THE REQUEST> Write out the whole listing word for word.

INFORMATION SUPPLIED>

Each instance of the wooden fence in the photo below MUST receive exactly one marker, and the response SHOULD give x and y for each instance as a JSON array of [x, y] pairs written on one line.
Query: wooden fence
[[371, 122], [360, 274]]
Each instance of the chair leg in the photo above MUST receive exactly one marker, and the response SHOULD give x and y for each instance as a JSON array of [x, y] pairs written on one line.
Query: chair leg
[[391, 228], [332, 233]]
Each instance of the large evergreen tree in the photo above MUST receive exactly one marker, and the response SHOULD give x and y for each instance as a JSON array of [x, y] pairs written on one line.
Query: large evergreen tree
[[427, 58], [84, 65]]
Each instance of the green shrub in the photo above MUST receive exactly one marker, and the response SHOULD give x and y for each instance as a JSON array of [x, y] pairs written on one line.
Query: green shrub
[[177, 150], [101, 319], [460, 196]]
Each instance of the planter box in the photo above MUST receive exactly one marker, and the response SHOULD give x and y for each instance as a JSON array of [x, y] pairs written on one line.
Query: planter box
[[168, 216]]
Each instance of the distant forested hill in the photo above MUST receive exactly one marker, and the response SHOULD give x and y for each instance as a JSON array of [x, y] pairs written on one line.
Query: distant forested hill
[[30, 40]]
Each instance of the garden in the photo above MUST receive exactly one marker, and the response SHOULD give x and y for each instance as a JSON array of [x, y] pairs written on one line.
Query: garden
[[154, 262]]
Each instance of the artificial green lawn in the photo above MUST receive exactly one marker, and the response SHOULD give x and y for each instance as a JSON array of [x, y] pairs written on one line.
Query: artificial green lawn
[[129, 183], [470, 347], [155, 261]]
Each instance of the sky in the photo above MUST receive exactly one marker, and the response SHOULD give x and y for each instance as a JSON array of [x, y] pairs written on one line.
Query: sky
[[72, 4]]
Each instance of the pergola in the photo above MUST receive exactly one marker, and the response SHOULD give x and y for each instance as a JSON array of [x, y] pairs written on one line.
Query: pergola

PROBLEM SOLUTION>
Each instance of the wooden fence in the photo below MUST receive exactly one marker, and the response SHOULD give x and y for each instance as a JSON array of [x, y] pairs written on one line.
Query: wooden fence
[[371, 122], [360, 274]]
Each instance of the chair leg in the photo above MUST receive exactly one marker, and the response SHOULD give x and y for each instance as a JSON array of [x, y] pairs written on one line.
Query: chair leg
[[391, 228], [332, 233]]
Each instance of the large evergreen tree in the photo above MUST receive exactly one marker, and the response SHOULD give x and y for each instance as a JSON array of [x, y] pairs written on one line.
Query: large evergreen tree
[[427, 58], [84, 65]]
Each instance of the green shrub in the photo above MUST receive exactly one marker, and the response SHOULD give x and y for each instance as a JSON array of [x, y] pairs written on one line.
Query: green shrub
[[177, 150], [101, 319], [460, 196]]
Each instance of the planter box in the photo above MUST receive exactly one marker, and the response SHOULD give x and y for each instance as a JSON array of [x, y] pairs written on one line.
Query: planter box
[[168, 216]]
Each instance of the distant forested hill in the photo above MUST receive exactly one marker, and the response SHOULD give x and y for each instance as a JSON array of [x, y] pairs written on one line.
Query: distant forested hill
[[30, 40]]
Each instance of the garden in the photo above MUST receive exactly one marker, and the response SHOULD give x and y for each instance as a JSON array of [x, y] pairs written on one line.
Query: garden
[[154, 262]]
Each instance of the artificial green lawn in the photo above MUST receive exactly one marker, and the response SHOULD give x and y for each instance as a JSON array of [x, y] pairs written on one line.
Query: artificial green lawn
[[129, 183], [470, 347], [155, 261]]
Each instance of the sky in the photo above MUST receive exactly one marker, and the response SHOULD give x and y for each instance as a JSON array of [x, y] pairs written on one line.
Query: sky
[[72, 4]]
Each instance of the pergola in the photo above MUST receive exactly one marker, and the response SHOULD give x and y for each instance as a JSON array of [x, y] pairs written on one line.
Query: pergola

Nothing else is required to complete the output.